Copy the rows word for word, starting at the line containing "Task: pick out the joshua tree trunk." and running to the end of the rows, with both ends included.

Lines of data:
* * * *

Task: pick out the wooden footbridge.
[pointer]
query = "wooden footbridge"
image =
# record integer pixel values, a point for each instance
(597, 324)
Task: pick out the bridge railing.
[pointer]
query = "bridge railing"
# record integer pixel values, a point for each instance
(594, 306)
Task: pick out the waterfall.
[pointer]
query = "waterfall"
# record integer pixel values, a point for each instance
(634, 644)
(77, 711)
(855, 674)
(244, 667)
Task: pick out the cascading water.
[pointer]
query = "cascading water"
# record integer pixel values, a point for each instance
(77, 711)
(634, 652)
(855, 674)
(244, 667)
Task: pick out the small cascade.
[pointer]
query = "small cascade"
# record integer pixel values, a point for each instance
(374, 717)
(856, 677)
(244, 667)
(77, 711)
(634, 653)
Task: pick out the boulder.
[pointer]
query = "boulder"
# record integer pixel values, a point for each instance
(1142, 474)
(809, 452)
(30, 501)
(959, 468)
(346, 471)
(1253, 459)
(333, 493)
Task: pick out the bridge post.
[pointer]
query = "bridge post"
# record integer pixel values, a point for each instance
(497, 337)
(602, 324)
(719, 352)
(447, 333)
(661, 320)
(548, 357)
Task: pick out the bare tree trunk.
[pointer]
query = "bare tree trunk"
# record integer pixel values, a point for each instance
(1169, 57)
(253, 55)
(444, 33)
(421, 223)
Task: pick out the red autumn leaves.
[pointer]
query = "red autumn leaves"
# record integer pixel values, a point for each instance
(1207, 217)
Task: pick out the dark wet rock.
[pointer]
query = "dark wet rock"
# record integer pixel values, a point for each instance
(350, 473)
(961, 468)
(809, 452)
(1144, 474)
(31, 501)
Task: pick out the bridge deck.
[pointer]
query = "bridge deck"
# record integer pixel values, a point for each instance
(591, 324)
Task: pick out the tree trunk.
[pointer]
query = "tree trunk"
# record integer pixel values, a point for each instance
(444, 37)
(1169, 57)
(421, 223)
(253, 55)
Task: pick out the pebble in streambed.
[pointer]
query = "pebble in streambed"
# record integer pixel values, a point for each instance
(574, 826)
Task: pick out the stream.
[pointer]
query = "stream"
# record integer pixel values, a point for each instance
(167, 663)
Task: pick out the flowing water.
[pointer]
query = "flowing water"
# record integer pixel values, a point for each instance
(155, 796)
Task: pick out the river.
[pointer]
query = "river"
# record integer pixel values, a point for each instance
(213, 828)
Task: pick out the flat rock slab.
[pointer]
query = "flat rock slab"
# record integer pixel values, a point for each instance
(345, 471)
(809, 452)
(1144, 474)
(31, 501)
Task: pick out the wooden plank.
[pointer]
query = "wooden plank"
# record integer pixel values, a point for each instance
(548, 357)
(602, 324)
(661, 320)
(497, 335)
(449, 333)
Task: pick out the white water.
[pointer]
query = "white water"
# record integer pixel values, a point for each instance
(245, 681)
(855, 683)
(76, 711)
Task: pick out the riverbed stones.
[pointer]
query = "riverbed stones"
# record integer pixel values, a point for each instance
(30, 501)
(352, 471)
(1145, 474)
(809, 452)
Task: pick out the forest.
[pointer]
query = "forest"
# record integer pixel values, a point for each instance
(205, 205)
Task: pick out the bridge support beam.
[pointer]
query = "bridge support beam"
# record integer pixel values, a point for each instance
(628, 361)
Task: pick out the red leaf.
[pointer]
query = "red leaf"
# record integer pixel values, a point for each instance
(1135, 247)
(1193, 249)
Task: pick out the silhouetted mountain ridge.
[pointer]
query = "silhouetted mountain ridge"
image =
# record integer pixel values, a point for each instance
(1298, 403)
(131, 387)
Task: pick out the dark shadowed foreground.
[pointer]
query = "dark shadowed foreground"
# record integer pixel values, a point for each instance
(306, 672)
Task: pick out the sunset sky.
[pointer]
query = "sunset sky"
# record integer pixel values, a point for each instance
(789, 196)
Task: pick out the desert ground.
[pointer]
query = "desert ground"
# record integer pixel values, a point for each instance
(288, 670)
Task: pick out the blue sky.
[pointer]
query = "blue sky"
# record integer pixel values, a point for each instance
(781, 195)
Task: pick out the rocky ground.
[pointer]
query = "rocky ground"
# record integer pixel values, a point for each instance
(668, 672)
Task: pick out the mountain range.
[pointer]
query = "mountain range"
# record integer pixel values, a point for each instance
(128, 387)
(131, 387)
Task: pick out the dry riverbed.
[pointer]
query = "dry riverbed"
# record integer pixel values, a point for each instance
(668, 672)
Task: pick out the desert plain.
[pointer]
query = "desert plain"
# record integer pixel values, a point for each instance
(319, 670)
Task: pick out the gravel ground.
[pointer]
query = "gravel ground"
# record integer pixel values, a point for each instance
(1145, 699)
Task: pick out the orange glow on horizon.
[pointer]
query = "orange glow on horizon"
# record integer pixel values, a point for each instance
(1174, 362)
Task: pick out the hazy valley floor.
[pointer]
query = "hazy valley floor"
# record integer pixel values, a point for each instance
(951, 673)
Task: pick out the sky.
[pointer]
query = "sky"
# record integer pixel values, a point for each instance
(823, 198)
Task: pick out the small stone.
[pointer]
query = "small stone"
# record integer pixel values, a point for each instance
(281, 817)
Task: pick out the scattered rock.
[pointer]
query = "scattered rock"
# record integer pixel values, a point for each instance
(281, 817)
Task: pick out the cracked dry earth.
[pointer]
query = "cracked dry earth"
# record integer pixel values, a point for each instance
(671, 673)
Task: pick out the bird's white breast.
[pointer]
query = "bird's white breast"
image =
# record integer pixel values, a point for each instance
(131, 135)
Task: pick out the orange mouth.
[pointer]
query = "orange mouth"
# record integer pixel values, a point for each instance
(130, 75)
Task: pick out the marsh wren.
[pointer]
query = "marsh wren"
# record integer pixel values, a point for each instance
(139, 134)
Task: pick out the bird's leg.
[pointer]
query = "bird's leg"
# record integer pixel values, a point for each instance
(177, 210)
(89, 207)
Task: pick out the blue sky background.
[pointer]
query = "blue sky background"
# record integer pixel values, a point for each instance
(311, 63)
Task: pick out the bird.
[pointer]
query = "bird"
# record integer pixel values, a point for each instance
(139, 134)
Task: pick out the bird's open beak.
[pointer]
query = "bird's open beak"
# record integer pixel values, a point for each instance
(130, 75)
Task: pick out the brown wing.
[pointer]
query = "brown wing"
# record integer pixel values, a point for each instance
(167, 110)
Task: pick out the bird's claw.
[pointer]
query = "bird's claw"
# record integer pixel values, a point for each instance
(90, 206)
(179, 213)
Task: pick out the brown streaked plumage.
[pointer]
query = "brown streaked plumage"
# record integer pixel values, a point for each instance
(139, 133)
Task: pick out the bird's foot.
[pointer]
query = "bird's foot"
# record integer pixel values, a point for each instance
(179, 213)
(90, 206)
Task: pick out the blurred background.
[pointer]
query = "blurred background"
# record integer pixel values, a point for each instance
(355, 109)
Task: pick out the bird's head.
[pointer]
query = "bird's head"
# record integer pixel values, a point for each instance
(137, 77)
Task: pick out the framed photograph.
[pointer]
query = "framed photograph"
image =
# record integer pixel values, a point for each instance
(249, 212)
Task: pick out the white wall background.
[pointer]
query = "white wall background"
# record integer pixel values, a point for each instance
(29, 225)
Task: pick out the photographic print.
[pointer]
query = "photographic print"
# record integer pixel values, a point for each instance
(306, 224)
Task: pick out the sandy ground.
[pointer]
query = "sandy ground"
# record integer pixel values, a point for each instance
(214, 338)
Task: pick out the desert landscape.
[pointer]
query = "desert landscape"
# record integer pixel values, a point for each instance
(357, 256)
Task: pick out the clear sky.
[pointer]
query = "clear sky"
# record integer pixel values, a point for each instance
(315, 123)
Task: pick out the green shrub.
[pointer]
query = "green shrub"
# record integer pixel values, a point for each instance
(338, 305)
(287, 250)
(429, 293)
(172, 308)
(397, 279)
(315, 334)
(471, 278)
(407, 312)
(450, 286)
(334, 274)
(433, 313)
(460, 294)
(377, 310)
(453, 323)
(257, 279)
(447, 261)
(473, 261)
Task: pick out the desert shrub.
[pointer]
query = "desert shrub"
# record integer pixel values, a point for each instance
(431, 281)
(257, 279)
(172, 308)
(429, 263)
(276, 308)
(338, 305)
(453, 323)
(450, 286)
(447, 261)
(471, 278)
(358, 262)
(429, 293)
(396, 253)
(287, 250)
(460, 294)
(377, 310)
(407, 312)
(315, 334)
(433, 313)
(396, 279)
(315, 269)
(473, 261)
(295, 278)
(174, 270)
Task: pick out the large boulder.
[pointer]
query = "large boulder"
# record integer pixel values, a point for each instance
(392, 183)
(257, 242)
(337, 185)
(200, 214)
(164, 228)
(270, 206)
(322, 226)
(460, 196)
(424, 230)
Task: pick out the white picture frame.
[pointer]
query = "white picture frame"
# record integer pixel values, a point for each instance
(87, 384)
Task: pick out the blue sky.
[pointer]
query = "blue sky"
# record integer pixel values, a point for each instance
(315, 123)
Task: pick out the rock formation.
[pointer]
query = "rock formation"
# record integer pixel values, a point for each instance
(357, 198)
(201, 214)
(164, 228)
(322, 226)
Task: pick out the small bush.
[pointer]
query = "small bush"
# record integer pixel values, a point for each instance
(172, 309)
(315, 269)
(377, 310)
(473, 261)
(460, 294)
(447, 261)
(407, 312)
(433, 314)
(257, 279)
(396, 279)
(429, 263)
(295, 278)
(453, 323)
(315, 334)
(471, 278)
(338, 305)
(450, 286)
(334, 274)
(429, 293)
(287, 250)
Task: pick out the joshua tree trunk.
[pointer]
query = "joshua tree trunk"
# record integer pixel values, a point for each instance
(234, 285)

* * * *

### Answer for this exercise:
Task: pick out the joshua tree trunk.
[pointer]
query = "joshua tree trunk"
# record integer pixel values, a point for each instance
(234, 285)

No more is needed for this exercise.